[What to do] Reproduce the stretch of the listing from its first line through the line containing "point(130, 19)", substituting "image" for every occurrence of "picture" and leaving all other text unchanged.

[Task inputs]
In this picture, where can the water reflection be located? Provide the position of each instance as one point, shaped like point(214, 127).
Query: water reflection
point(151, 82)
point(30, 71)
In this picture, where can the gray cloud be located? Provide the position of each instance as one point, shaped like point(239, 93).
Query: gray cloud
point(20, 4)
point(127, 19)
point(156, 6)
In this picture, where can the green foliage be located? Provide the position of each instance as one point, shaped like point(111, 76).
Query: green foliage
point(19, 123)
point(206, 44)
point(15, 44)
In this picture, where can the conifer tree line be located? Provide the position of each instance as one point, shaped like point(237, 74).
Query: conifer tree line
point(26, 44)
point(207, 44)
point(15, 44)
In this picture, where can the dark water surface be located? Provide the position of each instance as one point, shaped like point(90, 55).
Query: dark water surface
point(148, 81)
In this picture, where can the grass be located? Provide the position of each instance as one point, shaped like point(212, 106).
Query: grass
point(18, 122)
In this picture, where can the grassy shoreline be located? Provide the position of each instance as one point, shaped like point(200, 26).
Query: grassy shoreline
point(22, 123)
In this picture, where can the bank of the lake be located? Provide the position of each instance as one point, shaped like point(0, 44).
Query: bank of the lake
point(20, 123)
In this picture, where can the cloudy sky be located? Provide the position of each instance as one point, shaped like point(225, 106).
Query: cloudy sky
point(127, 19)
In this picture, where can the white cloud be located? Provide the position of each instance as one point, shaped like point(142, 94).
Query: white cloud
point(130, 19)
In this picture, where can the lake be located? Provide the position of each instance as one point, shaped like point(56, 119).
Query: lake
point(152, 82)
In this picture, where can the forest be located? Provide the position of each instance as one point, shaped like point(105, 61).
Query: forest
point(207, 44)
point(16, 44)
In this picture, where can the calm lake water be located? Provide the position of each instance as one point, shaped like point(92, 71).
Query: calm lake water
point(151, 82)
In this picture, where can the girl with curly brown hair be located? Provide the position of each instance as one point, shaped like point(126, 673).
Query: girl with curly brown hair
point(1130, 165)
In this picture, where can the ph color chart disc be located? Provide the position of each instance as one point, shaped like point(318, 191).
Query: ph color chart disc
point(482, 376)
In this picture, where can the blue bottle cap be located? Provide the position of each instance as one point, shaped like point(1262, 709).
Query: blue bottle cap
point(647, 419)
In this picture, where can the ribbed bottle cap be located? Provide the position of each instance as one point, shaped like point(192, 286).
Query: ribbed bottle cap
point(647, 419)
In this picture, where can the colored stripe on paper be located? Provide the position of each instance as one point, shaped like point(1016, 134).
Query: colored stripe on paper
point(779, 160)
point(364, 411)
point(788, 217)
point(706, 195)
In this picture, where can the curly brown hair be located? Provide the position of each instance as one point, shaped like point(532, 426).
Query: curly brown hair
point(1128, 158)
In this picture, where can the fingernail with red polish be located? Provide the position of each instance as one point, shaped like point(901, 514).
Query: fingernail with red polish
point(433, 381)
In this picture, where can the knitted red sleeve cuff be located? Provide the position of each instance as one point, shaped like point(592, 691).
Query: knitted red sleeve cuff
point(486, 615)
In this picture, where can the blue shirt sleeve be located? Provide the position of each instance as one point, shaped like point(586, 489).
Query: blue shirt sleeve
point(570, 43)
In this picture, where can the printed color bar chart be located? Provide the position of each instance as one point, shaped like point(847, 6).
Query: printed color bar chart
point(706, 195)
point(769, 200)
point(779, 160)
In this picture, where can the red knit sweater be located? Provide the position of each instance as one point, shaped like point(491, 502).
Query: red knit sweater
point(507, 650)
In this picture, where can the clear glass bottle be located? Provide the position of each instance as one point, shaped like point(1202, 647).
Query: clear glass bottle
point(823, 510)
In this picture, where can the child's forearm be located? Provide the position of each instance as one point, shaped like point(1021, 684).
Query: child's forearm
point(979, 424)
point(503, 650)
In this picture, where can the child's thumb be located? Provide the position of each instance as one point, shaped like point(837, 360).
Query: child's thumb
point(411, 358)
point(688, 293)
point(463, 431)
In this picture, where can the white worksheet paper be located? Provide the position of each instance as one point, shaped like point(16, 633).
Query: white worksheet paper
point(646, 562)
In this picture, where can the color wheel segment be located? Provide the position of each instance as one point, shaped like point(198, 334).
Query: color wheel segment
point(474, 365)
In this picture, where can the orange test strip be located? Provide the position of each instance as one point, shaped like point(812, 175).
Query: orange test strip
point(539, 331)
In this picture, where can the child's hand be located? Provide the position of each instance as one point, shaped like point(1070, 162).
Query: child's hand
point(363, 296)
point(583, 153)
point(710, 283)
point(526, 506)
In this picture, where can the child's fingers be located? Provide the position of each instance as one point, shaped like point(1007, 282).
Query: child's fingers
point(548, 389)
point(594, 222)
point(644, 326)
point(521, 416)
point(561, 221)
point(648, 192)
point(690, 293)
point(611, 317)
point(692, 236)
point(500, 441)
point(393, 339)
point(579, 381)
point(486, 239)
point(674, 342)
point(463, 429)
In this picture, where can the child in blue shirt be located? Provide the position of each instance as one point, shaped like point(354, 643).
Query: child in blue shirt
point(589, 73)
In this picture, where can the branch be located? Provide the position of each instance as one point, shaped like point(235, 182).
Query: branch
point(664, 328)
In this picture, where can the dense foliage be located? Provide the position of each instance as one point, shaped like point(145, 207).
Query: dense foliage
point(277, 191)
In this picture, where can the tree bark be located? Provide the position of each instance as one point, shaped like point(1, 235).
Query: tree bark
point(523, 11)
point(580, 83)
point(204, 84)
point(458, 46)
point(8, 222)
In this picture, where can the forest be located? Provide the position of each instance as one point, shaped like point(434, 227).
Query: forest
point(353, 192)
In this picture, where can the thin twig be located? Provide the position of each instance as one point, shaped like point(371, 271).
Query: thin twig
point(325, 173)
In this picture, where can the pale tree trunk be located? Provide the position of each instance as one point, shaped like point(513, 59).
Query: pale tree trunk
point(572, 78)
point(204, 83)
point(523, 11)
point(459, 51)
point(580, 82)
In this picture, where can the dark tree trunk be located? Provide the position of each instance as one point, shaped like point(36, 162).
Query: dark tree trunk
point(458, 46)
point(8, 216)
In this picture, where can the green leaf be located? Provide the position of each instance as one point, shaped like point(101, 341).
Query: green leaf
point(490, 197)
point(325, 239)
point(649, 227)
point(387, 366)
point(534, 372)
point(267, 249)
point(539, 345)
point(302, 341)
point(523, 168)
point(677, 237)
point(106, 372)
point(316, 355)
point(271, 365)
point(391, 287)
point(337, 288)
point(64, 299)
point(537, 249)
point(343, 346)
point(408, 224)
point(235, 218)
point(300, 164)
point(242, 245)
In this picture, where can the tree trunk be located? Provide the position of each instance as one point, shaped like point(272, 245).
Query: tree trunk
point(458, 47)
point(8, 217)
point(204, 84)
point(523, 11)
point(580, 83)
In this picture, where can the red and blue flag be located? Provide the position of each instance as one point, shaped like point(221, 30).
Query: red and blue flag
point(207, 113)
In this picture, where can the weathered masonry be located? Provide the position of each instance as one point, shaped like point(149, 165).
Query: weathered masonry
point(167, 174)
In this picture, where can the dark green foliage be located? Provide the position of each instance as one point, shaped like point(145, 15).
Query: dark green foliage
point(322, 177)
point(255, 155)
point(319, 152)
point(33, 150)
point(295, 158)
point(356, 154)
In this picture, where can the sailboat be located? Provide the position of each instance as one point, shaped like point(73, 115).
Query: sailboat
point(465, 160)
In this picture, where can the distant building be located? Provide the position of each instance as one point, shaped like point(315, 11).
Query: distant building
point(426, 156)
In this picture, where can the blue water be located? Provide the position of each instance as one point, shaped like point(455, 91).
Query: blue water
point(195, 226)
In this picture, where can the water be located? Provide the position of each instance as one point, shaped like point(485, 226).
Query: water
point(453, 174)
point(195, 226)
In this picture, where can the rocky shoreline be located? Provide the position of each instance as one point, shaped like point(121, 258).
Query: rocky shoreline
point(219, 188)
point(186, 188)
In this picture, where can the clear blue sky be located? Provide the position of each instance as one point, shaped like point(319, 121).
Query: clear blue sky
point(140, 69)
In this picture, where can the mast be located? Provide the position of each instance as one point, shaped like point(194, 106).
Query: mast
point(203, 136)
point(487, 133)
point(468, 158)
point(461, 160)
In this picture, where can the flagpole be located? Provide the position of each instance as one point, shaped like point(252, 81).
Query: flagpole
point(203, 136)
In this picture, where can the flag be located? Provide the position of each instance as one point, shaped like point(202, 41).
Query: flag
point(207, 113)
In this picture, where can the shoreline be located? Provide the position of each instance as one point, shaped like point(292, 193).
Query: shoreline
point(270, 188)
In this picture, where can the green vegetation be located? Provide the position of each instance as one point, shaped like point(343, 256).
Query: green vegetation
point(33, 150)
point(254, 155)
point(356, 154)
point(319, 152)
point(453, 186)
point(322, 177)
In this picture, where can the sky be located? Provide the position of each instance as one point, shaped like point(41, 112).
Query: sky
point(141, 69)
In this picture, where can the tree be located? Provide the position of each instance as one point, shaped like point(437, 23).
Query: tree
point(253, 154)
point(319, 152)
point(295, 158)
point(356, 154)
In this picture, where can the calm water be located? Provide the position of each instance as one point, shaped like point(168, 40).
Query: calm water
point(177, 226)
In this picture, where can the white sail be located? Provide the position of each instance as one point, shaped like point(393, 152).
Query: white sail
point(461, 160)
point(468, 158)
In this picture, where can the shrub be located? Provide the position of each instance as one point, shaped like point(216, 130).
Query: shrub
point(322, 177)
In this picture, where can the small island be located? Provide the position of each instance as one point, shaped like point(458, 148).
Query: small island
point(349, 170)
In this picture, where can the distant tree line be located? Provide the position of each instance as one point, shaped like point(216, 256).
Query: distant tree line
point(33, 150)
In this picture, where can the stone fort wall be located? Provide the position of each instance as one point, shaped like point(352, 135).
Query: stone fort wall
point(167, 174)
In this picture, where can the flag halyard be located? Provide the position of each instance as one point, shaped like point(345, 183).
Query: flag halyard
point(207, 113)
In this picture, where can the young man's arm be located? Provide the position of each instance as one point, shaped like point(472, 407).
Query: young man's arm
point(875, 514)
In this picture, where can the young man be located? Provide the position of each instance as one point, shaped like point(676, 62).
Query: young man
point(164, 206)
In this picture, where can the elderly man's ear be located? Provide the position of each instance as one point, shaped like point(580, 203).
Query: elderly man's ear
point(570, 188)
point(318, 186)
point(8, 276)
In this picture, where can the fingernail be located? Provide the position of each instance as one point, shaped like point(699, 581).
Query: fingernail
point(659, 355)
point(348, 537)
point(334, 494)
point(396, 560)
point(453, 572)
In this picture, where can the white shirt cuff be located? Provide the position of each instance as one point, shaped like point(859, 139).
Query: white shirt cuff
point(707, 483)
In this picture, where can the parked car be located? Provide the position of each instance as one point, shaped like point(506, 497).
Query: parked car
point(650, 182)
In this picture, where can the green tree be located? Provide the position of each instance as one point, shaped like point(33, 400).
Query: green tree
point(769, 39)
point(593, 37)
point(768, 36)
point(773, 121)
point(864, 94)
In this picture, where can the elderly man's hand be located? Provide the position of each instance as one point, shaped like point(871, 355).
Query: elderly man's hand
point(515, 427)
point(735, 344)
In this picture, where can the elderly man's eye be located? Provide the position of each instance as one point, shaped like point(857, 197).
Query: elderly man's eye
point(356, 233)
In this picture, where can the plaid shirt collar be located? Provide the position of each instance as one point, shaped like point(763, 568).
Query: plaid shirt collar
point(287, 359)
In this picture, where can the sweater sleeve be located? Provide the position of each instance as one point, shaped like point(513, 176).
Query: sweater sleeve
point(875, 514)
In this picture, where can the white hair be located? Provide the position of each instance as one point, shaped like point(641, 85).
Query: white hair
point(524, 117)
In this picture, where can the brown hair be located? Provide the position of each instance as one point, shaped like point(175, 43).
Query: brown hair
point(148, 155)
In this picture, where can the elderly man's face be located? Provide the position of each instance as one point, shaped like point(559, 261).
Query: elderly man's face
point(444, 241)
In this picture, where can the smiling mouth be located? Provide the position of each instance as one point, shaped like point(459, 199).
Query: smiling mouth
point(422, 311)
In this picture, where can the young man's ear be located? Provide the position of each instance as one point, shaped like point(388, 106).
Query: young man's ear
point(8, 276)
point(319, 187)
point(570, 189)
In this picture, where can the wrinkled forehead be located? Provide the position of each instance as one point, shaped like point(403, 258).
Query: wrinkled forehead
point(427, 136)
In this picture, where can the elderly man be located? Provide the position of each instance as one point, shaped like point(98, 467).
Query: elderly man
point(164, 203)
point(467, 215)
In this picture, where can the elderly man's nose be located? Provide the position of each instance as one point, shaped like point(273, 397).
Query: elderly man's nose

[Solution to this exercise]
In this image, where can the water reflection be located? Provide the position of each instance as one point, shaped like point(214, 127).
Query: water reflection
point(151, 82)
point(30, 71)
In this image, where can the gray cloud be located? Provide the position of each instance as one point, shaped like point(239, 93).
Query: gray cloud
point(20, 4)
point(127, 19)
point(156, 6)
In this image, where can the green foliage be located? Provide the position of each instance as one point, shaped like point(111, 76).
Query: green foliage
point(19, 123)
point(206, 44)
point(15, 44)
In this image, where can the conifer tree line be located? Provide the position of each instance as one point, shaped like point(237, 74).
Query: conifer tree line
point(26, 44)
point(207, 44)
point(15, 44)
In this image, where can the dark water surface be located? Provide the position of each instance as one point, shaped like point(90, 55).
Query: dark water surface
point(148, 81)
In this image, where can the grass be located? Provide the position of each instance as one point, shaped like point(212, 106).
Query: grass
point(18, 122)
In this image, where can the grassy shoreline be located? Provide the position of each instance as one point, shaped like point(200, 26).
Query: grassy shoreline
point(22, 123)
In this image, where can the bank of the lake be located? Provide the position of each instance as one point, shaped like point(0, 44).
Query: bank of the lake
point(20, 123)
In this image, where can the cloudy sky be located? Provide the position of each instance as one point, shaped like point(225, 106).
Query: cloudy sky
point(127, 19)
In this image, where can the white cloud be located? Provide the position of each instance as one point, shaped like point(142, 94).
Query: white cloud
point(130, 19)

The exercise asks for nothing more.